*Attività richiesta*: Continua il testo sui senzatetto in Italia partendo dopo la sua ultima frase.

*Brano dell'esercizio*:
= = = =

Nel complesso, l’84% sono uomini e il 16% donne, l’età media è di 44 anni, con una ripartizione etnica del 40,5% di cittadini italiani, 33,3% africani, 13,2% europei, 4,8% asiatici, 2,5% europei extra-Ue, 0,9% americani, 0,1% dall’Oceania, oltre a un 4,7% di «non registrati».

Secondo altri dati forniti dall’Istat, il 62,5% dei senzatetto vive in aree metropolitane e il 32,6% in città con una popolazione compresa tra i 70.000 e i 250.000 abitanti. Appena il 4,1% vive in comuni capoluogo con una popolazione compresa tra i 30.000 e i 70.000 abitanti e lo 0,8% nei comuni periferici delle aree metropolitane.

La città italiana maggiormente interessata dal problema è Milano (oltre 12.000 sfd), seguita da Roma (8.000 persone), mentre a Palermo ne vivono 3.000, a Firenze circa 2.000 e a Torino poco meno.
Se si tiene conto delle prime due città menzionate, arriviamo a una cifra che sfiora il 40% del totale (la capitale d’Italia con circa il 15,2%).

Ma dove vivono i senzatetto? All’aperto, nei parchi, in una tenda o in luoghi in mezzo a rifiuti e alla sporcizia, in assoluta assenza di igiene, in un degrado che li priva di ogni dignità.
I “più fortunati” trovano rifugio all’interno della propria automobile o in una roulotte, come sistemazione temporanea, oppure in dormitori pubblici o strutture abbandonate, in attesa di uscire da questa condizione.

Spesso si tratta di persone che vivono da sole una situazione drammatica che le espone a maggiore insicurezza, soprattutto le donne, che rischino di subire violenze o che si vedono costrette a prostituirsi.
Un dato del 2019 della Comunità di Sant‘Egidio di Roma, una delle associazioni più attive, soprattutto durante la stagione invernale, prova a dare aiuto ai tantissimi che restano fuori dal circuito dell’accoglienza.

Nel 2020 il Paese è stato travolto dall’epidemia da Covid-19 e i decreti emanati dal Governo hanno imposto rigide restrizioni, tra le quali quella di restare a casa e limitare gli spostamenti, se non per provate motivazioni legate ad impegni lavorativi comprovati, ma i senzatetto non hanno la possibilità di farlo.
Solo una parte di loro trova rifugio nelle strutture poste a disposizione dai comuni e dalle associazioni di volontariato, tra centri di prima assistenza e quelli allestiti per l’emergenza freddo.

A Roma ci sono almeno 2.500-3.000 persone su circa 8.000 che non hanno una fissa dimora che dunque restano esclusi da qualsiasi tipo di accoglienza.

= = = =

*Contenuto del dataset*:
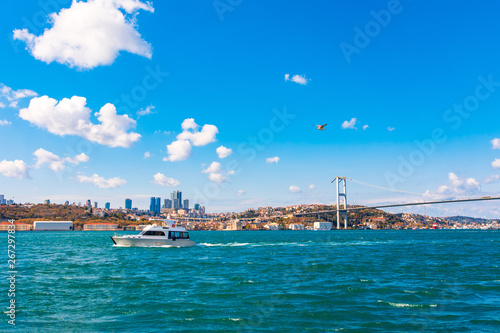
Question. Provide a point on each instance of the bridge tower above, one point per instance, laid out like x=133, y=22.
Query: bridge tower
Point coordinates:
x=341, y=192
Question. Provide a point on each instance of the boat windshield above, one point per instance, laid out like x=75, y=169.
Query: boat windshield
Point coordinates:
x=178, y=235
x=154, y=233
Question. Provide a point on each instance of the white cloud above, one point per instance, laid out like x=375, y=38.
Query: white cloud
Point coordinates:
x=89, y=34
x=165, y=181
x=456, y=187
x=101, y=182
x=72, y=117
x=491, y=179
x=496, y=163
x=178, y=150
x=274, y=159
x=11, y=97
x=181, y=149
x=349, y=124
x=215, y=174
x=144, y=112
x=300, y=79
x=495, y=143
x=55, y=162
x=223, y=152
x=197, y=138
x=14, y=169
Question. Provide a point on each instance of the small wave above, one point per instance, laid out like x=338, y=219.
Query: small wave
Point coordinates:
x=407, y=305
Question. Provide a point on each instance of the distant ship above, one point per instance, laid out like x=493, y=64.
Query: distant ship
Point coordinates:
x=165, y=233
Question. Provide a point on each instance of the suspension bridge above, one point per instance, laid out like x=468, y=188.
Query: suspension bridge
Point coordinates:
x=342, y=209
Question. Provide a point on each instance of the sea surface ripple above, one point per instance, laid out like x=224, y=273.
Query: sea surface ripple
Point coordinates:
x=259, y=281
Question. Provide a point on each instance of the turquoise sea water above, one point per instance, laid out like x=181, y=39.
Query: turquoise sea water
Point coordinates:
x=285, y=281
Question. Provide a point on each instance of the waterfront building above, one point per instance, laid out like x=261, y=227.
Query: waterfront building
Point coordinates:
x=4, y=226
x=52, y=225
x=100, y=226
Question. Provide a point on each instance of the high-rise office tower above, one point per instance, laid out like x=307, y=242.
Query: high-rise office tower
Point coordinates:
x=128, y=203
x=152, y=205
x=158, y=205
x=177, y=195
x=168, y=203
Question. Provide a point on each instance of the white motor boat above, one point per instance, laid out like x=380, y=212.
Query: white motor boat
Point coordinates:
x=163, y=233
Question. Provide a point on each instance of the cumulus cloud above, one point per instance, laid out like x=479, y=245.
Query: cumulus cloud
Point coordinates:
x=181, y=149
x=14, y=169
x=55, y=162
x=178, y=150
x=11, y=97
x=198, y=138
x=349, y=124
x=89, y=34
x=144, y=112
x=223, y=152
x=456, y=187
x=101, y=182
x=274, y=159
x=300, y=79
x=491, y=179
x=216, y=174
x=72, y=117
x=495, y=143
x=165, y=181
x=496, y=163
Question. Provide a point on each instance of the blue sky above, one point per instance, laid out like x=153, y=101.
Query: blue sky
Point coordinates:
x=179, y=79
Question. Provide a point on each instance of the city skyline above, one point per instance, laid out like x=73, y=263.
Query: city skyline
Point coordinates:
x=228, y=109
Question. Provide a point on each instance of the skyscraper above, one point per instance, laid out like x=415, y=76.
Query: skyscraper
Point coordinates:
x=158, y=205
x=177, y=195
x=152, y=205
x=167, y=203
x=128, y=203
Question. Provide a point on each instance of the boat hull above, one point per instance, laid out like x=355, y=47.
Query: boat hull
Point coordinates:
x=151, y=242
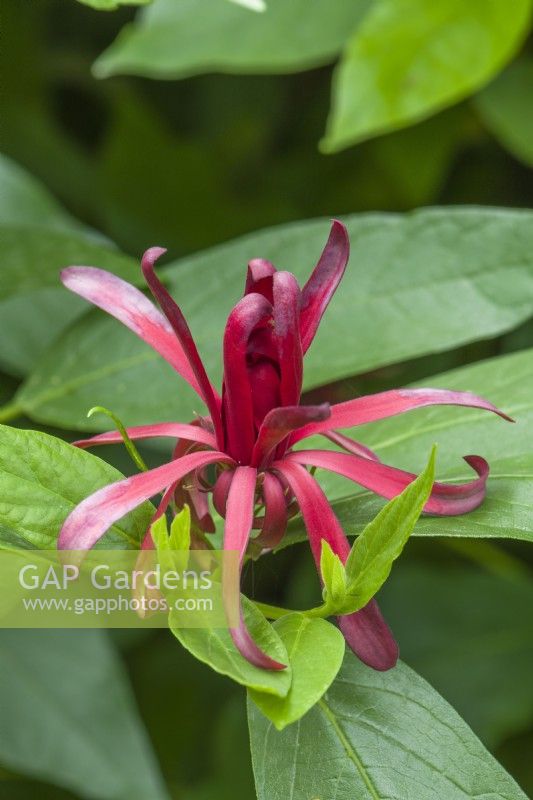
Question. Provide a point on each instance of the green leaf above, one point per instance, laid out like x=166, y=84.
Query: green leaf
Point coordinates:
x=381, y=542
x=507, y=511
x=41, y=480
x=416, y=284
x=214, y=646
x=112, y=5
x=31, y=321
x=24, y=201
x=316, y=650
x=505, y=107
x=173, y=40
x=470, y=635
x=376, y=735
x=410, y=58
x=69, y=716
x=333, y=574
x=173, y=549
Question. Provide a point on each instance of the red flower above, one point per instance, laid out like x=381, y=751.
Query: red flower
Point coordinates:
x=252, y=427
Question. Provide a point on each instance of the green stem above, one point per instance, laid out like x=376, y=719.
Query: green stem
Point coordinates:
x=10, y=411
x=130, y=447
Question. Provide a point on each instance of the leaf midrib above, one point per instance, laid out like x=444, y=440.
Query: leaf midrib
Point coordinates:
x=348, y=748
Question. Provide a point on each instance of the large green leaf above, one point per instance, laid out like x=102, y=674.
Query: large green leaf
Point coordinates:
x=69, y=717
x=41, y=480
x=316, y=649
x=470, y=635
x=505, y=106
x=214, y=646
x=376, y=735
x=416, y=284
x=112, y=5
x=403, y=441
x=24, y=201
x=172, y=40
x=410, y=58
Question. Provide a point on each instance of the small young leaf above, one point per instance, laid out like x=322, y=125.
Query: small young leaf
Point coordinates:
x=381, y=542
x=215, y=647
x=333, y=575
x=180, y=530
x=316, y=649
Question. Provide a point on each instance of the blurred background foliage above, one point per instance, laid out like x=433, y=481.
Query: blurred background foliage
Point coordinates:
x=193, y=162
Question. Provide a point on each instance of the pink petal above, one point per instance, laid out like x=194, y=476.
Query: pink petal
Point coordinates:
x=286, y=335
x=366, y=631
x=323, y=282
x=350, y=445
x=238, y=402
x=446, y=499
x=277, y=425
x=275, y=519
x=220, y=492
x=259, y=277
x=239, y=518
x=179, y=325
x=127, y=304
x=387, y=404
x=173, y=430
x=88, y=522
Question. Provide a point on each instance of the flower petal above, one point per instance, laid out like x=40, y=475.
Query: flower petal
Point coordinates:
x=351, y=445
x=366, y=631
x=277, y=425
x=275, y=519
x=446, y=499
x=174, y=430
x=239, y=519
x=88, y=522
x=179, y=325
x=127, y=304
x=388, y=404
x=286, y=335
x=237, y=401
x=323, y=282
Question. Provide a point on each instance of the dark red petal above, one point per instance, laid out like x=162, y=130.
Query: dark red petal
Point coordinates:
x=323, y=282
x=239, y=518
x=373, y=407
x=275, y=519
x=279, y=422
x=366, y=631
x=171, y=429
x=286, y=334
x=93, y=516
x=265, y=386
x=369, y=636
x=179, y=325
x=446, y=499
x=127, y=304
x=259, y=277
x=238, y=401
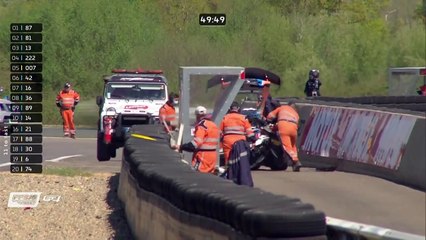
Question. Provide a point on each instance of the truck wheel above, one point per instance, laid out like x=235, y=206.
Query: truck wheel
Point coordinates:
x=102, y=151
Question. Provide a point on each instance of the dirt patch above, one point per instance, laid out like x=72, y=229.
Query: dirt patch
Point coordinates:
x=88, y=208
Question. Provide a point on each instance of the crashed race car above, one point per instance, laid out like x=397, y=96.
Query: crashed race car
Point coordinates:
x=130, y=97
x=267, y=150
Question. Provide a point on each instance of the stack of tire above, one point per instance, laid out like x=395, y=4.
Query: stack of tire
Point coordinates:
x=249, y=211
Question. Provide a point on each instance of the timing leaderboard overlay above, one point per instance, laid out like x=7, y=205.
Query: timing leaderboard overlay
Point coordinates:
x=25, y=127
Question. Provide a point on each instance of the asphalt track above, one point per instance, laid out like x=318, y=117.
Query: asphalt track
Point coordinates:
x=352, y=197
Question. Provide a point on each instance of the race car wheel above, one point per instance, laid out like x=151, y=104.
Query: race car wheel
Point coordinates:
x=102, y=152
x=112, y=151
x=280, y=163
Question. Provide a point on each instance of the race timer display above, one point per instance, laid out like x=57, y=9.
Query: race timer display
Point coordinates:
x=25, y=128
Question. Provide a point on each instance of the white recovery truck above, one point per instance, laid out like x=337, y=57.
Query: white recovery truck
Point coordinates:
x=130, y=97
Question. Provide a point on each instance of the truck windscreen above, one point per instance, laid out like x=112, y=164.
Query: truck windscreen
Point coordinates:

= = = =

*Spazio risposta*:
In questi giorni l’Amministrazione capitolina ha annunciato l’adozione di misure per aumentare l’offerta di posti di accoglienza all’interno del cosiddetto «piano freddo».

Coloro i quali affrontano questo momento drammatico in strada sono spesso confuse o addirittura spaventate, si sentono ancora più emarginate e in loro aumenta il terrore e l’angoscia, specialmente quelli che presentano problematiche psichiatriche.

Uno dei maggiori problemi è quello di informare i senzatetto, ai quali giungono notizie confuse.
«Le Istituzioni devono tenere in considerazione il problema – ricorda Angelo Borrelli, capo del Dipartimento della Protezione Civile -, ho chiesto alla Regione Lazio e ai comuni di organizzare e trovare strutture per fornire una adeguata assistenza ai senzatetto».

Bisogna arrivare a quanti vivono in strada e informarli di come possono prevenire il contagio, che molto spesso sottovalutano. Essi hanno spesso un sistema immunitario debole e se contraggono il virus possono diventare una minaccia anche per gli altri.

È assolutamente necessario e decisivo che le Istituzioni e i suoi principali rappresentanti, prendano coscienza di questo dramma nel dramma e di creare le condizioni sanitarie e umane, per poter contenere il virus e aiutare le oltre 50.000 persone sparse per l’Italia che non hanno una fissa dimora fornendo loro alloggi.

Anche questa battaglia fondata sulla giustizia umana in favore degli ultimi, sarà un’azione per il contenimento del virus che sta mettendo in ginocchio il Paese. Tutto questo, nelle prossime settimane rappresenterà una sfida decisiva.